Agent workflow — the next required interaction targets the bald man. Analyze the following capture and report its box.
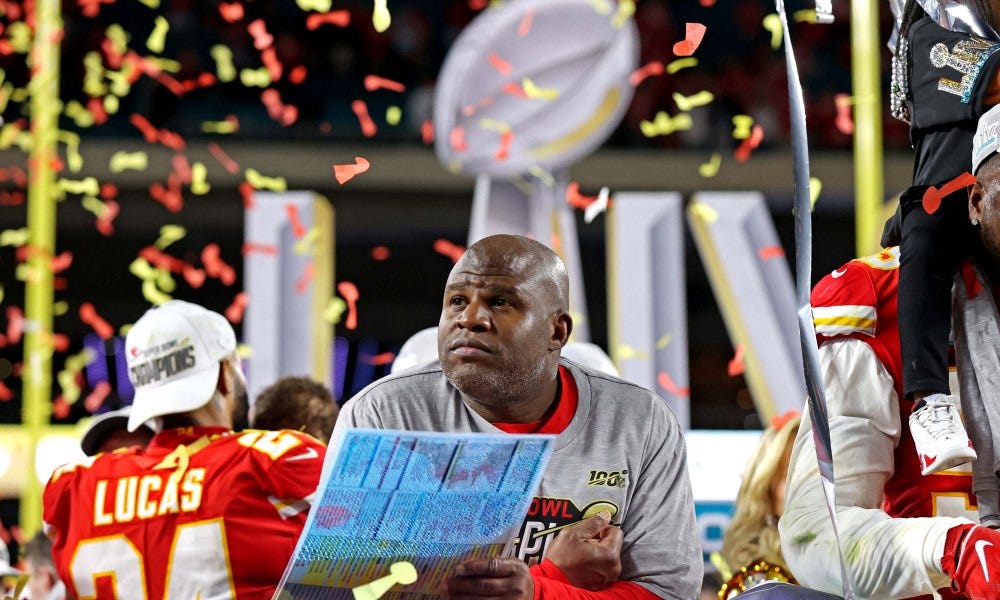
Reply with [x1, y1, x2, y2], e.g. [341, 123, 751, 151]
[336, 235, 702, 599]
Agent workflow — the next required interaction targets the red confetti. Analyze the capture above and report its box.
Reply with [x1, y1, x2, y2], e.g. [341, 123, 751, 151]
[420, 119, 434, 146]
[83, 381, 111, 414]
[674, 23, 707, 56]
[285, 203, 306, 239]
[733, 124, 764, 162]
[219, 2, 243, 23]
[295, 261, 316, 294]
[201, 244, 236, 285]
[247, 19, 274, 50]
[486, 52, 513, 77]
[333, 156, 371, 185]
[656, 371, 691, 398]
[923, 171, 976, 215]
[351, 100, 378, 137]
[628, 60, 664, 87]
[337, 281, 361, 329]
[225, 292, 249, 324]
[448, 127, 469, 152]
[757, 246, 785, 260]
[362, 352, 396, 367]
[726, 344, 743, 377]
[243, 242, 278, 256]
[517, 8, 535, 37]
[833, 94, 854, 135]
[434, 238, 465, 263]
[306, 10, 351, 31]
[208, 142, 240, 173]
[365, 75, 406, 93]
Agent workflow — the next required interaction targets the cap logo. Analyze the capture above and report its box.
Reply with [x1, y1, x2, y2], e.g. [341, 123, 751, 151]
[129, 337, 195, 388]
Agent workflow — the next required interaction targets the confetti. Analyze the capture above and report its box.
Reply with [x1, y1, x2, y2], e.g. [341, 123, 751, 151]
[365, 75, 406, 93]
[639, 110, 694, 137]
[79, 302, 115, 340]
[146, 15, 170, 54]
[306, 10, 351, 31]
[224, 292, 249, 324]
[521, 77, 559, 100]
[628, 60, 664, 87]
[109, 150, 149, 173]
[757, 246, 785, 260]
[337, 281, 360, 329]
[733, 125, 764, 162]
[726, 344, 743, 377]
[351, 100, 378, 137]
[333, 156, 371, 185]
[674, 90, 715, 112]
[656, 371, 691, 398]
[517, 8, 535, 37]
[698, 152, 722, 178]
[201, 243, 236, 285]
[434, 238, 465, 263]
[372, 0, 392, 33]
[295, 261, 314, 292]
[733, 115, 753, 140]
[285, 202, 306, 240]
[245, 169, 288, 192]
[486, 52, 513, 77]
[833, 94, 854, 135]
[920, 171, 976, 214]
[674, 23, 707, 56]
[764, 13, 784, 50]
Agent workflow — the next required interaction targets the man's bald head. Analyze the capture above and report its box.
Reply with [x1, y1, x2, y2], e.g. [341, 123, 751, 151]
[449, 233, 569, 312]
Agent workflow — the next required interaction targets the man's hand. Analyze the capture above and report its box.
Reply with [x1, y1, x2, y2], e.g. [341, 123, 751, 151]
[441, 558, 535, 600]
[941, 525, 1000, 600]
[545, 511, 622, 592]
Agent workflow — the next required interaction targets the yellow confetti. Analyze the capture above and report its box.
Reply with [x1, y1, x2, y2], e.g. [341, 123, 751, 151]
[295, 227, 321, 255]
[656, 333, 674, 350]
[667, 56, 698, 75]
[764, 13, 783, 50]
[0, 227, 29, 247]
[240, 67, 271, 87]
[385, 104, 403, 126]
[674, 90, 715, 112]
[809, 177, 823, 212]
[191, 162, 212, 196]
[521, 77, 559, 100]
[611, 0, 635, 29]
[153, 225, 187, 250]
[295, 0, 333, 12]
[201, 121, 240, 134]
[698, 152, 722, 178]
[246, 169, 288, 192]
[209, 44, 236, 83]
[323, 296, 347, 325]
[146, 15, 170, 54]
[733, 115, 753, 140]
[372, 0, 392, 33]
[639, 110, 694, 137]
[688, 202, 719, 223]
[792, 8, 816, 23]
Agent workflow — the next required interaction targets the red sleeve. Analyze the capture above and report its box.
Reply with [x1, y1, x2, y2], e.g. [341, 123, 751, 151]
[529, 559, 660, 600]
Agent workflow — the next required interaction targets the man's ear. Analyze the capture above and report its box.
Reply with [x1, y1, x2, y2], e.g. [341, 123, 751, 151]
[549, 312, 573, 350]
[969, 181, 983, 221]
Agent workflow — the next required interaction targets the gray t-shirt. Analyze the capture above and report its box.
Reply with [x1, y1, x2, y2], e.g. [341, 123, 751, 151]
[336, 359, 702, 598]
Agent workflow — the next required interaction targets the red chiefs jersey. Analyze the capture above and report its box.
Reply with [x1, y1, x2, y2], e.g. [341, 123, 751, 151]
[44, 427, 325, 600]
[812, 248, 979, 522]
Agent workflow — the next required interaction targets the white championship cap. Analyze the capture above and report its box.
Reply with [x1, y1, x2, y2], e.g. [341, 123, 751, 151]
[125, 300, 236, 431]
[972, 104, 1000, 175]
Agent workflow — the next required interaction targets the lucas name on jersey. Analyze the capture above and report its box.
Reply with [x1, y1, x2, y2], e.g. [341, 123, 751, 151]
[94, 468, 205, 526]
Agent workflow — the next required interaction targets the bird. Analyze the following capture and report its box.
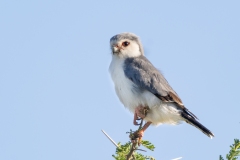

- SHORT PROBLEM: Count the lines above that contain the string "confetti", treating case as significant, and give only the number.

- SOLUTION TO THE EXERCISE: 3